(Natural-language object grounding data)
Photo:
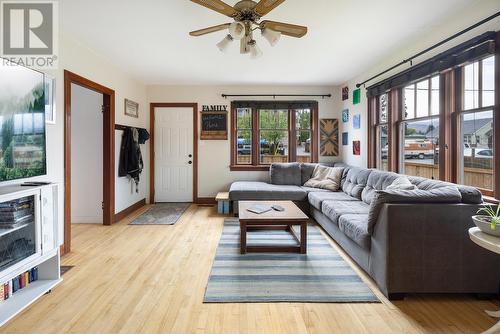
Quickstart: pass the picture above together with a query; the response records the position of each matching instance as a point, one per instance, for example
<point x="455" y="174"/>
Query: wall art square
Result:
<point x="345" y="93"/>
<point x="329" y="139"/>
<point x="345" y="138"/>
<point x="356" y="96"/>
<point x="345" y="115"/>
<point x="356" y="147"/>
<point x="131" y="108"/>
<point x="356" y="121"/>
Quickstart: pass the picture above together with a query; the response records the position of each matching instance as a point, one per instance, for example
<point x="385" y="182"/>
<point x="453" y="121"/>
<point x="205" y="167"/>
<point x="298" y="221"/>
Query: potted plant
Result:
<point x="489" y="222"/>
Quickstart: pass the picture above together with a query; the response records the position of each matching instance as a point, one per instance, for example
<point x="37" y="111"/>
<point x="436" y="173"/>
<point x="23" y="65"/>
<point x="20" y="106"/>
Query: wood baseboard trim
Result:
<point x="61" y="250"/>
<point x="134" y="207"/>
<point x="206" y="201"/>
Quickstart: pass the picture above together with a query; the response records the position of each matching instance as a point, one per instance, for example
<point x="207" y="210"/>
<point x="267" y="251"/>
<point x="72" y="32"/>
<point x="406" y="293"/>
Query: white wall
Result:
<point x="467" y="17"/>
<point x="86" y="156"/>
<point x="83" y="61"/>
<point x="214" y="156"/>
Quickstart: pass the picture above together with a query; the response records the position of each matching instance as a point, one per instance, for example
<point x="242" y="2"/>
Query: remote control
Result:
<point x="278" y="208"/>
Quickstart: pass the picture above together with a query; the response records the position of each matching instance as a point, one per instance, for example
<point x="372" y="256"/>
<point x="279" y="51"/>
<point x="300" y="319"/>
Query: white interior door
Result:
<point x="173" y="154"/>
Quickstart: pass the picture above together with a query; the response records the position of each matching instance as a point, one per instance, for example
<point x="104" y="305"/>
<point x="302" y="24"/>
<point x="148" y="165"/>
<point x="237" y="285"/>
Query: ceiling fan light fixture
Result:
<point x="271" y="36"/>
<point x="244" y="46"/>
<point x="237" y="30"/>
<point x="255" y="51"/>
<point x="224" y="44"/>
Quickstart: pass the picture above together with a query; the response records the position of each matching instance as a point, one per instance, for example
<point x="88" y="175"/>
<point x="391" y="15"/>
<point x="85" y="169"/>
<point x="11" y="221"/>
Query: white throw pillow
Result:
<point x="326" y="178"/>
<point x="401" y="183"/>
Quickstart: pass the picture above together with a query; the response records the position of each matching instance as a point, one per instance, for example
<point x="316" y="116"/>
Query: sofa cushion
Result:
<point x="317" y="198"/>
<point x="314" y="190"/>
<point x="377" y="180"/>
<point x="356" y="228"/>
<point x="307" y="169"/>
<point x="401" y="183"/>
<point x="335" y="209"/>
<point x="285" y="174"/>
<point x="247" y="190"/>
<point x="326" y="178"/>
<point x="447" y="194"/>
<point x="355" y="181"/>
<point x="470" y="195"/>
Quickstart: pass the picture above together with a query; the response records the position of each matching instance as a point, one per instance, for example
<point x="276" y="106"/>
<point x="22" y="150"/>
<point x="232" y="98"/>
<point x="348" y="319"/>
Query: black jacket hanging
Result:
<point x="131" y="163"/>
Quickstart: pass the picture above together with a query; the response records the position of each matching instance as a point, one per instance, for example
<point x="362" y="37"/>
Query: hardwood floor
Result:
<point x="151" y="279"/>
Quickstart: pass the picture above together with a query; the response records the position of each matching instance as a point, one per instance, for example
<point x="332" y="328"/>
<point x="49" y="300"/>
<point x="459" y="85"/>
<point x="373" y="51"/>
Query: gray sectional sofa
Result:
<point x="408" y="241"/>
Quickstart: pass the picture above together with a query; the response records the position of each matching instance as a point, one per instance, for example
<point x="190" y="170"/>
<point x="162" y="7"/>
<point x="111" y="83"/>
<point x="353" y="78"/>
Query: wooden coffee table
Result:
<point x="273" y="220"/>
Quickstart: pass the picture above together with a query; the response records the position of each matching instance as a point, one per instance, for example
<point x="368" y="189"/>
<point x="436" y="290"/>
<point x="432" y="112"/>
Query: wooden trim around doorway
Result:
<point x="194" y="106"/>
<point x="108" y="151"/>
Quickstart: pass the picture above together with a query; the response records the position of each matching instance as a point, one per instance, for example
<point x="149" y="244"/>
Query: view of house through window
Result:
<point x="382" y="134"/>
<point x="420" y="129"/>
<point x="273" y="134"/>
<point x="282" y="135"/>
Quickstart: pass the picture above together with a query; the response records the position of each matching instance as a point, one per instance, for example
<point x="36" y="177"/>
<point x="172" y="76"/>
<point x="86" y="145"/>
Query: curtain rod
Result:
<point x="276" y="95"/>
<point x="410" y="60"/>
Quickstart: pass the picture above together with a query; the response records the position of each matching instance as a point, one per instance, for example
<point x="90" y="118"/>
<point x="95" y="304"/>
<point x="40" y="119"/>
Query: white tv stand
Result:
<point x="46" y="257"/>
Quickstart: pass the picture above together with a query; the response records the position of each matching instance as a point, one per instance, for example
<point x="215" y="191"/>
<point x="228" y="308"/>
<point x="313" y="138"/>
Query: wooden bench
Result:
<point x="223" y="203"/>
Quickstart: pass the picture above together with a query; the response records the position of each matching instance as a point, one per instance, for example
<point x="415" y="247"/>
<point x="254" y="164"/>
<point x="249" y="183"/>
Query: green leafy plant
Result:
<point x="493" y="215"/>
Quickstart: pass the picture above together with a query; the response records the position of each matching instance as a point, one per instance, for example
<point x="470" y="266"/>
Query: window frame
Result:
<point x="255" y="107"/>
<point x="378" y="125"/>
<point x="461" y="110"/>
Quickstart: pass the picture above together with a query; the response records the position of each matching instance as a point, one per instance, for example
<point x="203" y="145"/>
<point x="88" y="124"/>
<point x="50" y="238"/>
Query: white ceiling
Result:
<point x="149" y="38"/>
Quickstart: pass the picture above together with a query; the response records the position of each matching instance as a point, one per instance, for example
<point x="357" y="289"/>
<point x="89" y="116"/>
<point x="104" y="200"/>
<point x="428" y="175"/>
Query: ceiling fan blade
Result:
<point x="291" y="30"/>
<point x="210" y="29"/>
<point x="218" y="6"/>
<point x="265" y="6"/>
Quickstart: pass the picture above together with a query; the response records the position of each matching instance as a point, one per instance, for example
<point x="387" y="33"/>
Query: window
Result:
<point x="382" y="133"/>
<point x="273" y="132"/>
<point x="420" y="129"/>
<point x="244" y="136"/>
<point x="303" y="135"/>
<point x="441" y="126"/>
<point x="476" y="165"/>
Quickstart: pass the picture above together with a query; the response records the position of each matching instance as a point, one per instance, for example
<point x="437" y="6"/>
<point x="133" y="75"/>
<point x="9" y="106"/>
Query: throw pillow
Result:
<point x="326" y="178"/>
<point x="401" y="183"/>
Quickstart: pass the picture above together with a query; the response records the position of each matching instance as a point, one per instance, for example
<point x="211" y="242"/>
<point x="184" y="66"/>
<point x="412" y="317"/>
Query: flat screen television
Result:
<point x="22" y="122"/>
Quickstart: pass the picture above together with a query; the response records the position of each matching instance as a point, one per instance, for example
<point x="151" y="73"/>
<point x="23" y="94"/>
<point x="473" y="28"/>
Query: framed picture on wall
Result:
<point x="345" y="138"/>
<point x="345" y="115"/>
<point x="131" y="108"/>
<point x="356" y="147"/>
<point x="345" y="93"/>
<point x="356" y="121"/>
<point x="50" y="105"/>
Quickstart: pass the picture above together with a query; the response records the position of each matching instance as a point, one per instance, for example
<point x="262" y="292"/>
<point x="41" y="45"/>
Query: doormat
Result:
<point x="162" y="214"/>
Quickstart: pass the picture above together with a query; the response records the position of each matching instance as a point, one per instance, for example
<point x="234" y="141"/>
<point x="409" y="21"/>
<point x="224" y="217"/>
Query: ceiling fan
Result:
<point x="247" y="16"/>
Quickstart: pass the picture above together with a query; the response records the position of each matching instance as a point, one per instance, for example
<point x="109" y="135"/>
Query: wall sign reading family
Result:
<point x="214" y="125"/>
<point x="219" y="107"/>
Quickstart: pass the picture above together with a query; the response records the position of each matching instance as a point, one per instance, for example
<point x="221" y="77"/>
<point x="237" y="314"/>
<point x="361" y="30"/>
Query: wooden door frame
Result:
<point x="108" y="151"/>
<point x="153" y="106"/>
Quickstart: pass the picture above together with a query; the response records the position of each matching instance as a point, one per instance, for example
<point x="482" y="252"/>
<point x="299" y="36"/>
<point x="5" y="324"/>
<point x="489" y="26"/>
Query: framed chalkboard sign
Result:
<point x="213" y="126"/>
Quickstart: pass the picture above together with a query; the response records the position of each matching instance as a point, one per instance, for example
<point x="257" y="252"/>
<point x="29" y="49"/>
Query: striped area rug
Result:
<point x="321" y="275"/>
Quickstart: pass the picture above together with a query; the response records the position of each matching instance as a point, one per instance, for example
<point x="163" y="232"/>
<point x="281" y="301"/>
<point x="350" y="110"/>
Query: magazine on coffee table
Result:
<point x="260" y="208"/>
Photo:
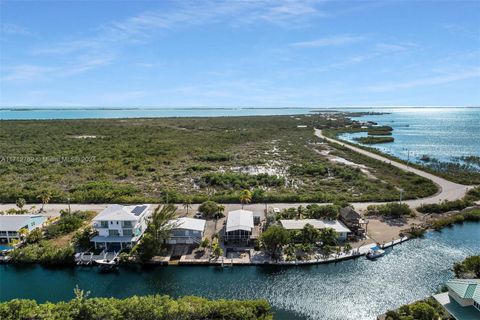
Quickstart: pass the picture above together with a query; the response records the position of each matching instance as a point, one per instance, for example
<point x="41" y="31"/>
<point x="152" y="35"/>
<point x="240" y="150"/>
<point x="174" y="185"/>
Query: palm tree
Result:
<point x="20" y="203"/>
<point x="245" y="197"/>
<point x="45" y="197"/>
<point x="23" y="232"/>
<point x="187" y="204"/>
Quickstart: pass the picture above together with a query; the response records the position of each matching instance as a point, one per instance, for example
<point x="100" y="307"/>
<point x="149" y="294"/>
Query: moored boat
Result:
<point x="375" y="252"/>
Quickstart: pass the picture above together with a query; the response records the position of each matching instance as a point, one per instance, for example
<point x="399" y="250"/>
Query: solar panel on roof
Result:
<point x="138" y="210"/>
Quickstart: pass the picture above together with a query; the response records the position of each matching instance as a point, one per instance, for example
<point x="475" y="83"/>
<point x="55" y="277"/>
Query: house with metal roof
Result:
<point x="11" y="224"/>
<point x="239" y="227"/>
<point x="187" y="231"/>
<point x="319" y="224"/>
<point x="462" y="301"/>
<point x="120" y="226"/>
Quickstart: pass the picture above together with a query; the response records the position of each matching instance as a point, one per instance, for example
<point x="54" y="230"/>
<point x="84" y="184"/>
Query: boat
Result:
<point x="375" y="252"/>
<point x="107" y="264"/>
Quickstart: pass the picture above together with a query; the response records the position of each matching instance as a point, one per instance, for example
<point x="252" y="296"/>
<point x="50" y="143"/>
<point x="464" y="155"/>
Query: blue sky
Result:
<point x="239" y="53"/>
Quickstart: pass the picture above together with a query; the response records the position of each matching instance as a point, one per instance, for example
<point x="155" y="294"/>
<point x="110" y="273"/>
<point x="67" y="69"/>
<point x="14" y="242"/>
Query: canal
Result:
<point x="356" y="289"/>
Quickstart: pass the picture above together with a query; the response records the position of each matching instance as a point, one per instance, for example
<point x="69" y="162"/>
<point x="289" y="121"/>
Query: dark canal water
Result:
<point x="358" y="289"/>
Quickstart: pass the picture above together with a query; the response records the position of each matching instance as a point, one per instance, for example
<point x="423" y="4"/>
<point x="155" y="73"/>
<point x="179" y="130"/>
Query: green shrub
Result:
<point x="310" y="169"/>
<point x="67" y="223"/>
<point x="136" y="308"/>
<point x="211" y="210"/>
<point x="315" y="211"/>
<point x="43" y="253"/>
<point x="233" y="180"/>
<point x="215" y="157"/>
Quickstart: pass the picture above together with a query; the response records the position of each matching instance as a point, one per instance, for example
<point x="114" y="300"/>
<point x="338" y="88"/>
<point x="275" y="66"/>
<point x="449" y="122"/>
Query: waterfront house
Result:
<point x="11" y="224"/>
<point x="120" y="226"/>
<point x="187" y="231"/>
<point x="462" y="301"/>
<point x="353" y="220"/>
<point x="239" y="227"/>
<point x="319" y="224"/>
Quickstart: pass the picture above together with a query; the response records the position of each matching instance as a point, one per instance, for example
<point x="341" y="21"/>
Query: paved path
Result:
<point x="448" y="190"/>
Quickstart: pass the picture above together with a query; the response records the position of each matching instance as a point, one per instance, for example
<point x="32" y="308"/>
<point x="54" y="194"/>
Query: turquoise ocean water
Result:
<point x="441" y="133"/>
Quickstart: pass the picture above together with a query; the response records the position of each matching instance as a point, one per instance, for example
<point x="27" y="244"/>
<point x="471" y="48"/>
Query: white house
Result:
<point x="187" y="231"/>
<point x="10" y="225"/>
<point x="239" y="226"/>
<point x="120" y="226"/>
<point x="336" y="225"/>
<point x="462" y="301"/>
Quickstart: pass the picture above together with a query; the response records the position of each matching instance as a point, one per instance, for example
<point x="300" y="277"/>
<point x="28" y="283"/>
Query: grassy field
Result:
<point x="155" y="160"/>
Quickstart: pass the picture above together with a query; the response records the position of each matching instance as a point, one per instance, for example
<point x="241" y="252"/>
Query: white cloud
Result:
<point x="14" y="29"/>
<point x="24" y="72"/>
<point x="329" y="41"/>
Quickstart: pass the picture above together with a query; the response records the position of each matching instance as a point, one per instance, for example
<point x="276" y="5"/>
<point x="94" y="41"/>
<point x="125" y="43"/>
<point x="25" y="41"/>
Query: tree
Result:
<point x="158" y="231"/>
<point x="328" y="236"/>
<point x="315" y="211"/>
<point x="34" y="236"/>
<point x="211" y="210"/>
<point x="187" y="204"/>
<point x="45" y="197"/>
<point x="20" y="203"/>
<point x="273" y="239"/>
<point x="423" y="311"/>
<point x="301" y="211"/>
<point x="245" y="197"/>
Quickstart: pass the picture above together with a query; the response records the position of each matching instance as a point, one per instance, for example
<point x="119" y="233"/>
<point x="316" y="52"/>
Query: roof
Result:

**To do**
This exercise requires the lines of the entries containing the string "throw".

**Exercise answer**
Query: white throw pillow
Query: throw pillow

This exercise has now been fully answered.